## Exercise details
Copy every line from the records that holds the word "sign".

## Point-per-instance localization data
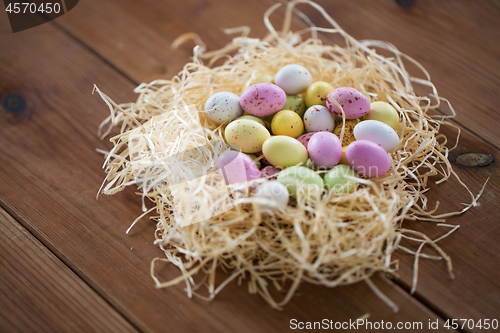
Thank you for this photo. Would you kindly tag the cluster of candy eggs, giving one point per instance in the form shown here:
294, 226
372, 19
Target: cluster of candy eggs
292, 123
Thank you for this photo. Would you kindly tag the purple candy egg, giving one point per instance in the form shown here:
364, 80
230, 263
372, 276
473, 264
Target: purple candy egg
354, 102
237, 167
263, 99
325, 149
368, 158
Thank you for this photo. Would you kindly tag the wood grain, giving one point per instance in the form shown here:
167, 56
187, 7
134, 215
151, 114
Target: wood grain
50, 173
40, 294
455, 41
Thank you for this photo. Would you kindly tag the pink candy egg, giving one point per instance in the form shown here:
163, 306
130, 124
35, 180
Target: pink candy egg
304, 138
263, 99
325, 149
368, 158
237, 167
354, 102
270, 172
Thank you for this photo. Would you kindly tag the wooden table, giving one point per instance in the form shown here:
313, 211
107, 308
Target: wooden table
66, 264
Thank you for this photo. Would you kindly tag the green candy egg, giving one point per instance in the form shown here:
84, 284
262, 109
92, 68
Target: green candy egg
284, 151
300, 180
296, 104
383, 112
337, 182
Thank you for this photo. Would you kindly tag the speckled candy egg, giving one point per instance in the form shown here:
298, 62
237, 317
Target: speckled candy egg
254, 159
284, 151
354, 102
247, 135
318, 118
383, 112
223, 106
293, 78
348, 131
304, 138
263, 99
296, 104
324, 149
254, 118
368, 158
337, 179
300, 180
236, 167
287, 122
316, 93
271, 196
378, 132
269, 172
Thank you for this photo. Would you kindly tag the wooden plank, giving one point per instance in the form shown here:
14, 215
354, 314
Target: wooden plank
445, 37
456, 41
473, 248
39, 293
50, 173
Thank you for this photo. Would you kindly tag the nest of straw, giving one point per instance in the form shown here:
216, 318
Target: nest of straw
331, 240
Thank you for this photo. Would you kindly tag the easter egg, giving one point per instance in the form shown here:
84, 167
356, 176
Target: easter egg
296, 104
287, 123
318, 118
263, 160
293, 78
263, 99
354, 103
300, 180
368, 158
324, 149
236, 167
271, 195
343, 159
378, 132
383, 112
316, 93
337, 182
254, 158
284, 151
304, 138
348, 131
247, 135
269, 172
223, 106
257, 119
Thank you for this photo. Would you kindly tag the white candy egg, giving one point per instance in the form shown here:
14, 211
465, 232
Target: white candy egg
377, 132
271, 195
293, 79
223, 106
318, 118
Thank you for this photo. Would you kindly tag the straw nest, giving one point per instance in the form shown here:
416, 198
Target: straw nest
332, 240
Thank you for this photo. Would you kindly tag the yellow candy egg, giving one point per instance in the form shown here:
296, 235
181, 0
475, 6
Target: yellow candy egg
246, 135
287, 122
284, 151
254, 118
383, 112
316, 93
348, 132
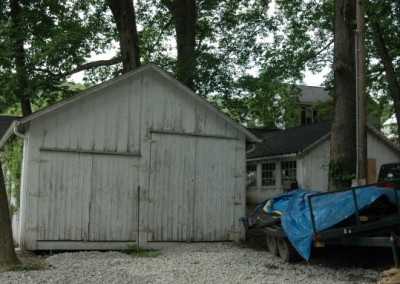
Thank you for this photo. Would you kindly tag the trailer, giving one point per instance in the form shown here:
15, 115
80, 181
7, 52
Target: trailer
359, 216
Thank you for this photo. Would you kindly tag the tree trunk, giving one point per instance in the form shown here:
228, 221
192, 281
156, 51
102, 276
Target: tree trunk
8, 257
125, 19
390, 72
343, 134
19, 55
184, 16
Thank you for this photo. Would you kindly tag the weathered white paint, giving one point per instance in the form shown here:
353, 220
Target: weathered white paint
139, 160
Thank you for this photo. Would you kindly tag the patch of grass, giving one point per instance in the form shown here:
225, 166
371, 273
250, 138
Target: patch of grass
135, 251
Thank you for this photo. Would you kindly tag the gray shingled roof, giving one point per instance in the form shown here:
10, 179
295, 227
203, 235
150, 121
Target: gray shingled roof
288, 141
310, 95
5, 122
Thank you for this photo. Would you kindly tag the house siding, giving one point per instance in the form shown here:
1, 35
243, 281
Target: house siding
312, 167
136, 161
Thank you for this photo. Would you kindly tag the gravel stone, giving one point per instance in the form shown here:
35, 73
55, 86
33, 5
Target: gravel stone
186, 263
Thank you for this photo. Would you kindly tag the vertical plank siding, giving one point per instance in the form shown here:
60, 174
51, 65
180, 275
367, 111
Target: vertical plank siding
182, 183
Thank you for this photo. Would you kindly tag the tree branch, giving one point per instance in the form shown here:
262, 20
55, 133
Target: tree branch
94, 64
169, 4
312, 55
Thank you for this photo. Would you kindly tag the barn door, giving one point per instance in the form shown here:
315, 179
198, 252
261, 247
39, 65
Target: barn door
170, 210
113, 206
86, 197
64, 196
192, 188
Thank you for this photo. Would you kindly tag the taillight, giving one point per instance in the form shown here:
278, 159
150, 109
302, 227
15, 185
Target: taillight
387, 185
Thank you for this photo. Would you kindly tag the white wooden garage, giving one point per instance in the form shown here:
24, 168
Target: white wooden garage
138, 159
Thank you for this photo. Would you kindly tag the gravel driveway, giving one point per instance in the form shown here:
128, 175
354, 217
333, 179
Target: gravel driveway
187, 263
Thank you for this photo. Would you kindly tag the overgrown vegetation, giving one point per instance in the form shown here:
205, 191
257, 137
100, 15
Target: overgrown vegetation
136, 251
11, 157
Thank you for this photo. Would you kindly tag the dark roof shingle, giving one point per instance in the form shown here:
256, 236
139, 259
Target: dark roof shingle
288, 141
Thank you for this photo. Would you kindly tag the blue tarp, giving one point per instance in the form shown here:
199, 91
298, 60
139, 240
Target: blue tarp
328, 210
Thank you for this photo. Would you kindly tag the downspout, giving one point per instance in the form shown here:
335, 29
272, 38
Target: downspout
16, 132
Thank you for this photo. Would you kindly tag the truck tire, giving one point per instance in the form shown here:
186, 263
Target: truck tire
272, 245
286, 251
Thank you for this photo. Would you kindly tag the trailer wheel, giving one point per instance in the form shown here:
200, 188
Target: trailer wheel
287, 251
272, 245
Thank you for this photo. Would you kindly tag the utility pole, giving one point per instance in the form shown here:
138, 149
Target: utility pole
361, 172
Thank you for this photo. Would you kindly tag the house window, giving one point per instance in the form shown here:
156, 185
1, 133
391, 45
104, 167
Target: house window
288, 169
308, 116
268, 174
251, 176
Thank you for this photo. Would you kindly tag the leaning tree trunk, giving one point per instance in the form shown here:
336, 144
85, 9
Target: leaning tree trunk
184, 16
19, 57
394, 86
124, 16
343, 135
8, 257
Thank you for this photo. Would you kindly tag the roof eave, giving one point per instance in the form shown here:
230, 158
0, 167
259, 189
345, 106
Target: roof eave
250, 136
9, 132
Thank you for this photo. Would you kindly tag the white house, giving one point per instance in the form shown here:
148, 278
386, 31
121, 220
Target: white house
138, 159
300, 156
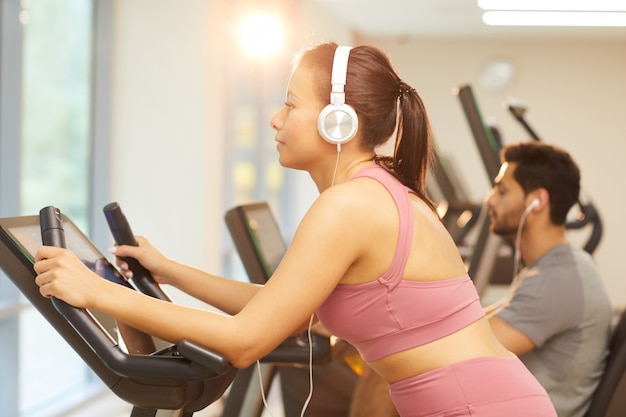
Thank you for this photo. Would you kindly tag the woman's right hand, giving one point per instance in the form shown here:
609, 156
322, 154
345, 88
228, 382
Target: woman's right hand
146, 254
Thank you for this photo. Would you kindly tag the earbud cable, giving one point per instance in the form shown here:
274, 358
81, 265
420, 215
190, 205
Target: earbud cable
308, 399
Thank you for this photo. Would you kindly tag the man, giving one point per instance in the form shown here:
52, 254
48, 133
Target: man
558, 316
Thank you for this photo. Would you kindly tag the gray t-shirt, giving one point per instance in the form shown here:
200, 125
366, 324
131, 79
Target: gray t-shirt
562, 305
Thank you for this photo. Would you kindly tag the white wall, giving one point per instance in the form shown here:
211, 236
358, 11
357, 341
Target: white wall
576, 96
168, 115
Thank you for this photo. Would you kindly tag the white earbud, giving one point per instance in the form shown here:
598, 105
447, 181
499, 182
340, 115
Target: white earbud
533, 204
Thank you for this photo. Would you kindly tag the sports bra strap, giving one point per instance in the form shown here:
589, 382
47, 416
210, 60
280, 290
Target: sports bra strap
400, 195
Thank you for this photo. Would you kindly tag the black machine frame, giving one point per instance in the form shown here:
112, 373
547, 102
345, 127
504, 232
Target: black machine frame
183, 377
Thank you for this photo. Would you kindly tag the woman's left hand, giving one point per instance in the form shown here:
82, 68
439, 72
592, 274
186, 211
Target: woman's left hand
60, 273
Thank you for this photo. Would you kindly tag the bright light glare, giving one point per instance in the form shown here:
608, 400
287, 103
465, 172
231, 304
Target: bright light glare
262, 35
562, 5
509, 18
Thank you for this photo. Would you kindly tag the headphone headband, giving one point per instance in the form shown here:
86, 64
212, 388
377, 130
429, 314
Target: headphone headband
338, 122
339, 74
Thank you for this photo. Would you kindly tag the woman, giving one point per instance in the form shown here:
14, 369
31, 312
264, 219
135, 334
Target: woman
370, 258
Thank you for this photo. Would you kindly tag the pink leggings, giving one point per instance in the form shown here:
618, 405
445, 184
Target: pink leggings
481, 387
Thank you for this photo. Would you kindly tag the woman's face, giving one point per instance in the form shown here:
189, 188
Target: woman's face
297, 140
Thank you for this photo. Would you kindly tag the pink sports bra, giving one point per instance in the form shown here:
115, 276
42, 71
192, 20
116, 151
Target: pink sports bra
...
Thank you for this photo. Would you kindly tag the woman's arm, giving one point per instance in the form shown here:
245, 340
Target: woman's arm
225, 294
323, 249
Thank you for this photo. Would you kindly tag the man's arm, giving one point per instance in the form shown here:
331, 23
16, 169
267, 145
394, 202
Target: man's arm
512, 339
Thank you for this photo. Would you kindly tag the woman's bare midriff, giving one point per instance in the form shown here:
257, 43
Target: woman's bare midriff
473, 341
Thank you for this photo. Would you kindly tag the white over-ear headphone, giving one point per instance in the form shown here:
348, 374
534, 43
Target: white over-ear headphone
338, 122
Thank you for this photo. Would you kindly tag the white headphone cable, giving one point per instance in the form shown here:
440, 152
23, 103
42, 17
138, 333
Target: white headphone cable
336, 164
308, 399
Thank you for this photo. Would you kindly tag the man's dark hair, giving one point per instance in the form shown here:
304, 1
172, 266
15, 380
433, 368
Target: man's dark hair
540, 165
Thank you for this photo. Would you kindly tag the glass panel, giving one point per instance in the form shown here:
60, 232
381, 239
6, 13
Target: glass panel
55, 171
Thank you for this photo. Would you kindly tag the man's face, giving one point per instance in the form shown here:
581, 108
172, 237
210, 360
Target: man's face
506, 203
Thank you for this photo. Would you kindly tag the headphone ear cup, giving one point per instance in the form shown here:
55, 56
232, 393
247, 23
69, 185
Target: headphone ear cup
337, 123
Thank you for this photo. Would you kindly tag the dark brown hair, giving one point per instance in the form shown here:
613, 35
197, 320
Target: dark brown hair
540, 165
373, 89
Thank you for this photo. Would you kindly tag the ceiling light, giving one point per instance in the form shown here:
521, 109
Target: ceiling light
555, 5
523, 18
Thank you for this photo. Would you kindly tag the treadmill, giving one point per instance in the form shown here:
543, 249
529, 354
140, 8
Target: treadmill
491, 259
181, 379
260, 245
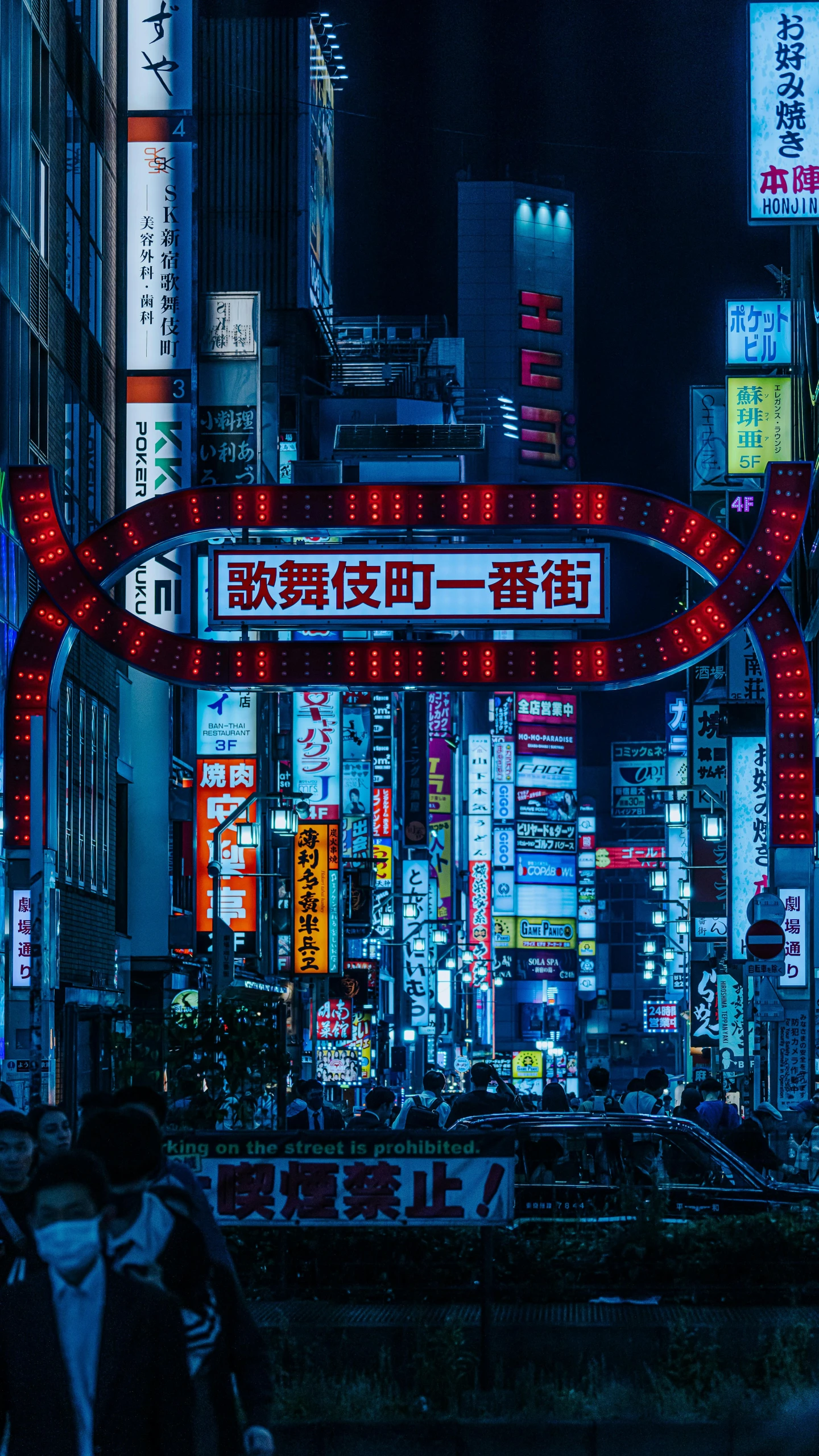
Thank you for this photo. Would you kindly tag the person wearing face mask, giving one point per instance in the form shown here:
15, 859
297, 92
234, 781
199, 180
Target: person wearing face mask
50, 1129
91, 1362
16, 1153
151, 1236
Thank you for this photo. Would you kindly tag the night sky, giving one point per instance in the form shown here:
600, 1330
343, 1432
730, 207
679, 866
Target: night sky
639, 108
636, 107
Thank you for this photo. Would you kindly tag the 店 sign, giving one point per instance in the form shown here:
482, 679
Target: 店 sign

## Response
Thank you for this photo. Would you kindly tag the 店 sign, giving one point per instance in the form shown here:
Target: 店 sign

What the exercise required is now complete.